Start of MATERIAL FOR THIS TASK
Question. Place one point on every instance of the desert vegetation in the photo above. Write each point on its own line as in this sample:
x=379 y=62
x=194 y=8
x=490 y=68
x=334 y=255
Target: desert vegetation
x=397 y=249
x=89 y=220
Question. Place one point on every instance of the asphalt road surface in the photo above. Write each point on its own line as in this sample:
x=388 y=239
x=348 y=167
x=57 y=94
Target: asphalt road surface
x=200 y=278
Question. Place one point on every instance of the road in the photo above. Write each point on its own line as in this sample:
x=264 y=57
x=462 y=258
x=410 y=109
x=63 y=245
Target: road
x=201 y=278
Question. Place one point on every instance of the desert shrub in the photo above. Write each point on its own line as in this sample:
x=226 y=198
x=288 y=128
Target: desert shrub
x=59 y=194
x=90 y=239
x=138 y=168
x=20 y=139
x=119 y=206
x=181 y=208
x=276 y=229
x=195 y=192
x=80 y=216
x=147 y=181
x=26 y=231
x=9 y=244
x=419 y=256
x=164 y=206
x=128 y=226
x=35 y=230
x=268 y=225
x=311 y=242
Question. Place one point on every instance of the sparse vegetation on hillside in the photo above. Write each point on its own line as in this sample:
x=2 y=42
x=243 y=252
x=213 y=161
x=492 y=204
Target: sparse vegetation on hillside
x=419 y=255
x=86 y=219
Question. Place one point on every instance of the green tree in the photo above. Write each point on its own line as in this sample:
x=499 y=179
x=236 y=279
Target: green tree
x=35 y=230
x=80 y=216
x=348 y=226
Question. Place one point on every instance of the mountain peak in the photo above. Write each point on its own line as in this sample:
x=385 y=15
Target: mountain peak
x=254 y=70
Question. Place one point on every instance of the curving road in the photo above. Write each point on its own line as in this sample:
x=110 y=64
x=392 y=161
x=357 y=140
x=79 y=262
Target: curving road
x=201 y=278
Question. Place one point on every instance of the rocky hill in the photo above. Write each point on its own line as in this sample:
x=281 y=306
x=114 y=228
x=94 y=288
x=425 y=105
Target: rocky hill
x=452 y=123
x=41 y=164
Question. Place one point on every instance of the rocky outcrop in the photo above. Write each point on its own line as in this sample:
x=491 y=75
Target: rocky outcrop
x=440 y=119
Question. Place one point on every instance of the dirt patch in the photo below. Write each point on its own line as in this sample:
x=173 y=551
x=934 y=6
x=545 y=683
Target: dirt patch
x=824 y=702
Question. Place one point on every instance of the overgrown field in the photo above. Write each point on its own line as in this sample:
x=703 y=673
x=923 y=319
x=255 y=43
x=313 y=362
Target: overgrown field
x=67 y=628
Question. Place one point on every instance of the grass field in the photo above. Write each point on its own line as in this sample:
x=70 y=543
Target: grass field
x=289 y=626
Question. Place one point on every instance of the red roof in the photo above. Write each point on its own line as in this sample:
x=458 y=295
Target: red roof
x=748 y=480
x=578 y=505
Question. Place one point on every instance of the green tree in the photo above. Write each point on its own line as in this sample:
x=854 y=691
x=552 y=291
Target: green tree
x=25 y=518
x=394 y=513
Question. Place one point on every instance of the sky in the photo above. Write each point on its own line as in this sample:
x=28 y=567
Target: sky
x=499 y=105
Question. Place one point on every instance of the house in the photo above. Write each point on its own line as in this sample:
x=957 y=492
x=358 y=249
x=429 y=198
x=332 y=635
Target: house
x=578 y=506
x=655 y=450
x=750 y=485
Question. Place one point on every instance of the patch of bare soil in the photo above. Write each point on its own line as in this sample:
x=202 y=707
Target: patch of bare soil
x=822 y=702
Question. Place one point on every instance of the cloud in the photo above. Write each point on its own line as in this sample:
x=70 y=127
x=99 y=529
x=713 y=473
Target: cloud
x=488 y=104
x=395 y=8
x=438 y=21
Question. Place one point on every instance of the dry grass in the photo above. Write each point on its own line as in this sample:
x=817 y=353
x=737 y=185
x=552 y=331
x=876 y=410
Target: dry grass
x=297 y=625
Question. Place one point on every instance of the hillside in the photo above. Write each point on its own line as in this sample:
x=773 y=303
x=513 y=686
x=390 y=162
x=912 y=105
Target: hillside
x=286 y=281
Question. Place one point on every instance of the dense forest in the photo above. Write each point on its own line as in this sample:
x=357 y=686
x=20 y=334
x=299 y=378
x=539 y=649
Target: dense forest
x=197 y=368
End of MATERIAL FOR THIS TASK
• [WORK ORDER]: Return the entries exactly through the "x=281 y=306" line.

• [YOUR RESPONSE]:
Question. Place one point on every instance of the desert vegetation in the photo above. Write each point on its own line as in this sample:
x=379 y=62
x=194 y=8
x=490 y=68
x=334 y=255
Target: desert vegetation
x=397 y=249
x=89 y=220
Question. Place one point on every instance of the asphalt road surface in the photo above. Write each point on its own line as in this sample:
x=388 y=239
x=348 y=167
x=57 y=94
Target: asphalt road surface
x=200 y=278
Question. Place one point on every instance of the road in the photo above. Write each point on its own line as in this sample:
x=264 y=57
x=462 y=258
x=410 y=109
x=63 y=245
Target: road
x=201 y=278
Question. Place one point on every instance of the desert shrub in the photo above. Write each point on its own line as in this sample:
x=226 y=198
x=288 y=128
Target: desert shrub
x=59 y=194
x=90 y=239
x=138 y=168
x=20 y=139
x=119 y=206
x=181 y=208
x=276 y=229
x=195 y=192
x=80 y=216
x=147 y=181
x=26 y=231
x=9 y=244
x=419 y=256
x=164 y=206
x=128 y=226
x=35 y=230
x=268 y=225
x=311 y=242
Question. Place one point on every instance of the sparse vegetation on hillside in the photo above. Write each point on its own line as in this sample:
x=2 y=42
x=243 y=252
x=213 y=161
x=492 y=204
Target: sparse vegetation on hillside
x=419 y=255
x=86 y=219
Question. Place one point on every instance of the green tree in the photo above. Write each point on its own line as in this sample:
x=499 y=179
x=236 y=279
Target: green tree
x=35 y=230
x=80 y=216
x=348 y=226
Question. Place one point on every instance of the mountain peak in the photo above. Write each point on its own line as in this sample:
x=385 y=15
Target: mountain peak
x=254 y=70
Question. Place one point on every instance of the curving road in the photo above. Write each point on its own line as in this sample:
x=110 y=64
x=392 y=161
x=357 y=140
x=79 y=262
Target: curving road
x=201 y=278
Question. Place one point on every instance of the rocky hill in the photo above. Write each point on its own line as in this sample:
x=281 y=306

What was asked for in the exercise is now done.